Saltamos de impresiones íntimas al episodio policial sin mayores pantallas. Sin
ser lo anterior un pecado ni siquiera venial, es posible extraer la
problemática que instala Orellana con sus textos, una problemática que, si nos
apuramos un poco, podríamos clasificar de posmoderna, puesto que todo pareciera
dar lo mismo, no hay mucha esperanza en nada, y la belleza, aquello que nos
llevaremos de esta vida, reside, en pequeñas dosis, en cualquier lugar en el
que fijemos la mirada o que experimentemos en el cotidiano pasar. La urgencia
del autor, como la del grueso de los poetas debutantes, estriba entonces en
hablar de esas cosas, rescatarlas y significarlas ante la vorágine impasible de
la vida y el destino, cosas que se quedan en el tintero afiebrado del decir
poético: “Consciente de/ que la fractura se propaga cuando la duda se acelera/
a un punto conocido sólo por uno mismo yo miro la/ caída de las hojas de los
árboles caen tan bien de un/ modo que no se le da a todo el mundo”, “Ni pintura
ni escultura ni arquitectura ni danza/ o música o literatura o teatro o
fotografía/ sólo un salmón a punto de desovar/ único acto que puede ser
diferente a todo el resto”.

TAREA:
Responda según el fragmento sobre los textos de Orellana:
(a) ¿Cómo podría clasificarse la problemática que instala Orellana?
(b) ¿Con quiénes comparte el autor su urgencia?
(c) En la cita que empieza con "Ni pintura", ¿qué se presenta como único acto que puede ser diferente a todo el resto?
Las filas que vienen a continuación no guardan relación con el fragmento.

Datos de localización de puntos
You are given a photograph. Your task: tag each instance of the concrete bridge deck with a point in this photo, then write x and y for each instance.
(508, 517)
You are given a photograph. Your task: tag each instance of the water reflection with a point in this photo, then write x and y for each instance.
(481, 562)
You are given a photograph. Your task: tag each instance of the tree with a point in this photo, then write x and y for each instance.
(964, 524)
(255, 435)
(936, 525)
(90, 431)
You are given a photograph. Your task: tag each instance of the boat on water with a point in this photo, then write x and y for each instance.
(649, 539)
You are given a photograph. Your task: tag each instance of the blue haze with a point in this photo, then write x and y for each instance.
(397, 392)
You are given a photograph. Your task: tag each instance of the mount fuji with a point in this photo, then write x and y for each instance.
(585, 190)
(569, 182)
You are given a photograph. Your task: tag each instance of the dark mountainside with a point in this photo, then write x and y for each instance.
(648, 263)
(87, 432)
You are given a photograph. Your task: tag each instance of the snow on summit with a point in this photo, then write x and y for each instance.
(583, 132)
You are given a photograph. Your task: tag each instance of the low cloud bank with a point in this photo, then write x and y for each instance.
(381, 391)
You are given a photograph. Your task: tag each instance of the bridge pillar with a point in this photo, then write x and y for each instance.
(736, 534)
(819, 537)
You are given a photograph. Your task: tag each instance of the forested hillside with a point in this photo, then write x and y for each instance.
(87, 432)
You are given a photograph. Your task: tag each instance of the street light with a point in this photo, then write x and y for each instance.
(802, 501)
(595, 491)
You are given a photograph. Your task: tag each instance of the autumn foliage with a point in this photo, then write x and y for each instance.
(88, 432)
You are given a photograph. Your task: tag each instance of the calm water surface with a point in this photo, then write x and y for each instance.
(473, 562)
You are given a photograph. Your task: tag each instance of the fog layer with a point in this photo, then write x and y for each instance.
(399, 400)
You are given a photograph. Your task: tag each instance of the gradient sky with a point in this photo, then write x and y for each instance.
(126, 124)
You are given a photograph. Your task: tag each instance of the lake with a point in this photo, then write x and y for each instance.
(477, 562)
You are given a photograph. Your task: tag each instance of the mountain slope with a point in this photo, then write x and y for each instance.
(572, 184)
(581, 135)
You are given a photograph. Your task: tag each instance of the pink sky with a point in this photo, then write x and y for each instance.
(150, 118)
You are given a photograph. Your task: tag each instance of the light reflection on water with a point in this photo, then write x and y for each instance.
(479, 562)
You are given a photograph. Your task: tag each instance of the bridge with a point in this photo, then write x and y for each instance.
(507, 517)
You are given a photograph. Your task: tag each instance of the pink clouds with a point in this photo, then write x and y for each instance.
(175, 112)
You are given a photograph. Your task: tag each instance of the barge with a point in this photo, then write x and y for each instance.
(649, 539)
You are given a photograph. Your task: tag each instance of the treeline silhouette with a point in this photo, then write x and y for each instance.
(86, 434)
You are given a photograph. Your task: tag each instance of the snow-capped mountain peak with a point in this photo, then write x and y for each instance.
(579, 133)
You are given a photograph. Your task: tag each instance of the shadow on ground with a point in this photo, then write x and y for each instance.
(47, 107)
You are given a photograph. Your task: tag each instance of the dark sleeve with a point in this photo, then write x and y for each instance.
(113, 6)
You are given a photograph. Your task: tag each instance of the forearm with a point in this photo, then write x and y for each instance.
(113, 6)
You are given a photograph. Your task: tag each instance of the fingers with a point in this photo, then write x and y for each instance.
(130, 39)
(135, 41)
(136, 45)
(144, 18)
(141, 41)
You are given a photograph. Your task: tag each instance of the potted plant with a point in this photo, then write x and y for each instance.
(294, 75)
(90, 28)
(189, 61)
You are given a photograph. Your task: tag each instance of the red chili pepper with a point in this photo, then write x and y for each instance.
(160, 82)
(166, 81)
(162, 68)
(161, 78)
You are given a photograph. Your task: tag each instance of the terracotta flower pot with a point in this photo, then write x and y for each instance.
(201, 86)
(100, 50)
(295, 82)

RESULTADO:
(a) Como posmoderna.
(b) Con el grueso de los poetas debutantes.
(c) Un salmón a punto de desovar.